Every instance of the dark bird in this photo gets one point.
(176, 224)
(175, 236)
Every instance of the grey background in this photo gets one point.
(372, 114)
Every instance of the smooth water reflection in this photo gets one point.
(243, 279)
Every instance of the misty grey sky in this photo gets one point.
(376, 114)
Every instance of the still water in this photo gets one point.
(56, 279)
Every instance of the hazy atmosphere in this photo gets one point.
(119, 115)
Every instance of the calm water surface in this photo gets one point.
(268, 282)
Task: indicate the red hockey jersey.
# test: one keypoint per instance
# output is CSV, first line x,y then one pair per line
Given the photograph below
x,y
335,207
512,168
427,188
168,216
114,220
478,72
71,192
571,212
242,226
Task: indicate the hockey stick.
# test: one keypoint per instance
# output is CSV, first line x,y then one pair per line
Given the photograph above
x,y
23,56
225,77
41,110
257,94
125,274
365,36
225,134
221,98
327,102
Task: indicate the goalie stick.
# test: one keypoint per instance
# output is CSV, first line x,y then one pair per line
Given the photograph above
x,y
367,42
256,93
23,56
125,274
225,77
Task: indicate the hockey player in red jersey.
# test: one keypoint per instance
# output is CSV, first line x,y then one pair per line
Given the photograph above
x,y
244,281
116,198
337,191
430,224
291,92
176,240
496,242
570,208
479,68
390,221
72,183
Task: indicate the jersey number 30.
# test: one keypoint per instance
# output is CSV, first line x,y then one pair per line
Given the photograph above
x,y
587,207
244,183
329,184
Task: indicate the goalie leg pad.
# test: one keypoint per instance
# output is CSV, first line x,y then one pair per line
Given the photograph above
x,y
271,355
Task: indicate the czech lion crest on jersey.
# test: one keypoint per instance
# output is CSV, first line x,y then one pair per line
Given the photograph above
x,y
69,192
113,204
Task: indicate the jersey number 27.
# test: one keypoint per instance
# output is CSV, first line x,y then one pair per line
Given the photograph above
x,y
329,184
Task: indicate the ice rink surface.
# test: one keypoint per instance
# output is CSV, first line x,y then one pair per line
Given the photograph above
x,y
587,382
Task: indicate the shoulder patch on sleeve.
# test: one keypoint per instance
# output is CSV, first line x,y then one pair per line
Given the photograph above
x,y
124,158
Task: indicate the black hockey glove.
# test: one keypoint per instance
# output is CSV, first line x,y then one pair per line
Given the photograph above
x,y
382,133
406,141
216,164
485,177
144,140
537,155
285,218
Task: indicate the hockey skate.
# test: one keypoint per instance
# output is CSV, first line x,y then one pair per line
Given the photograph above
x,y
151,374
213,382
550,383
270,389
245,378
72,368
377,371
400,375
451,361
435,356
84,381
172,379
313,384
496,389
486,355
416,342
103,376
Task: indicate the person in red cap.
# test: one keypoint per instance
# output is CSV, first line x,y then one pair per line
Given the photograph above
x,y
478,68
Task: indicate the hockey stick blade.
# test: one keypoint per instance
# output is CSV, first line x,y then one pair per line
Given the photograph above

......

Output the data exactly, in full.

Every instance of the dark bird in this photo gets one point.
(176, 224)
(175, 236)
Every instance of the grey background in this photo gets one point.
(372, 114)
Every instance of the smooth water reflection in this photo gets one point.
(243, 279)
Every instance of the misty grey sky in this photo gets one point.
(376, 114)
Every instance of the still water in this photo gets one point.
(56, 279)
Every instance of the hazy atmosphere in this photo gets one point.
(119, 115)
Every instance of the calm water surface in this photo gets one point.
(268, 282)
Task: indicate the red hockey jersey.
# test: one keypoint per instance
# output is CSV, first line x,y then one pair per line
Given the photograph below
x,y
335,207
512,168
427,188
168,216
114,220
478,72
71,192
571,212
242,226
Task: indicate the hockey stick.
# test: one keypoint per instance
# output is CSV, first line x,y then one pair per line
Given the photograph above
x,y
23,56
225,77
41,110
257,94
125,274
365,36
225,134
221,98
327,102
Task: indicate the goalie stick.
# test: one keypoint per instance
# output is CSV, first line x,y then one pair per line
Given the photograph above
x,y
367,42
256,93
23,56
125,274
225,77
Task: indicate the hockey player in red jersey.
# test: one keypoint per instance
# output is CSV, first line x,y then one pair per line
Given the photograph above
x,y
244,281
116,198
337,191
430,224
291,92
176,240
496,242
570,208
479,68
390,221
72,183
Task: indicate the jersey number 30.
# test: one keypoint per instance
# output is CSV, first line x,y then one pair per line
Given the photograph above
x,y
587,207
244,183
329,184
Task: indicate the goalie leg pad.
# test: one keypoint per instance
# output is CSV, first line x,y then one pair per line
Given the photograph above
x,y
271,355
Task: indicate the czech lion crest on jersey.
# test: one keypoint per instance
# output is CSV, first line x,y then one pair per line
Given the photograph above
x,y
69,192
113,204
Task: indicate the jersey number 27.
# test: one keypoint per instance
# output is CSV, first line x,y then one pair per line
Given the photograph above
x,y
329,184
Task: indicate the ice rink surface.
# test: one keypoint per instance
# output is CSV, first line x,y then one pair per line
Given the photograph above
x,y
587,382
Task: indicate the shoulder patch on sleeve.
# test: one keypoint per instance
# output is CSV, first line x,y then one pair per line
Given the photograph above
x,y
124,158
Task: indicate the black hockey glove.
# test: one keypoint per instance
# output is CSV, first line x,y then one pair per line
Given the photograph above
x,y
382,133
406,141
216,164
485,177
144,140
537,155
285,218
Task: indicate the hockey skate.
# test: one keypoint per instance
# output is CSV, first line x,y then one pair per line
Given the photograph above
x,y
151,374
213,382
550,383
270,389
245,378
72,368
377,371
400,375
451,361
435,356
84,381
172,379
313,384
496,389
486,355
416,342
103,376
Task: indicate the person in red cap.
# test: one keypoint per instance
# output is CSV, first line x,y then one pair per line
Given the photograph above
x,y
478,68
Task: indicate the hockey stick blade.
# test: one keypoint per instance
# output is CSV, first line x,y then one pair per line
Given the photograph above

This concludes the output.